Austrians are proud of their contributions to world civilization. They see themselves as modern, liberal and cultured. Austrians have a great love for the outdoors (i.e., walking, skiing, climbing, etc.). Although predominantly Catholic (89%), traditional family values have been weakened by modern life and government legislation. The rate of women working outside the home is one of the highest in the industrialized world.

Meeting and Greeting

  • Shake hands with everyone present--men, women and children--at a business or social meeting; shake hands with women before men. Women should offer their hand first. Shake hands again when leaving.
  • Viennese men may kiss the hand of a woman. Accept this tradition graciously. A foreign man should not kiss the hand of an Austrian woman, since it is not expected and may come as a shock.

Names and Titles

  • Titles are very important. Use last names and appropriate titles until specifically invited by your Austrian host or colleagues to use their first names.
..............................
▸ **Written problem**:
From the text on Austrian customs, return word for word the part that opens with the words containing "Austrians are proud" and closes with "the industrialized world.".

▸ **Stored records**:
..............................
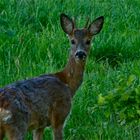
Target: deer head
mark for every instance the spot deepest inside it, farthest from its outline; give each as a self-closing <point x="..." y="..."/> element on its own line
<point x="80" y="39"/>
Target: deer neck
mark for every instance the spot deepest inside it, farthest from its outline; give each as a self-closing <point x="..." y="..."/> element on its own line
<point x="72" y="75"/>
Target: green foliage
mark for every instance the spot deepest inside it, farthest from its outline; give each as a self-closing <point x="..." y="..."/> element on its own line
<point x="32" y="42"/>
<point x="123" y="102"/>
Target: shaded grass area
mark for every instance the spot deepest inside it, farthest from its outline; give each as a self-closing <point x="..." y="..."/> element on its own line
<point x="32" y="42"/>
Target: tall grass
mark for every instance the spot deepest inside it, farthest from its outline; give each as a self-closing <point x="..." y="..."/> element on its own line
..............................
▸ **Response below**:
Austrians are proud of their contributions to world civilization. They see themselves as modern, liberal and cultured. Austrians have a great love for the outdoors (i.e., walking, skiing, climbing, etc.). Although predominantly Catholic (89%), traditional family values have been weakened by modern life and government legislation. The rate of women working outside the home is one of the highest in the industrialized world.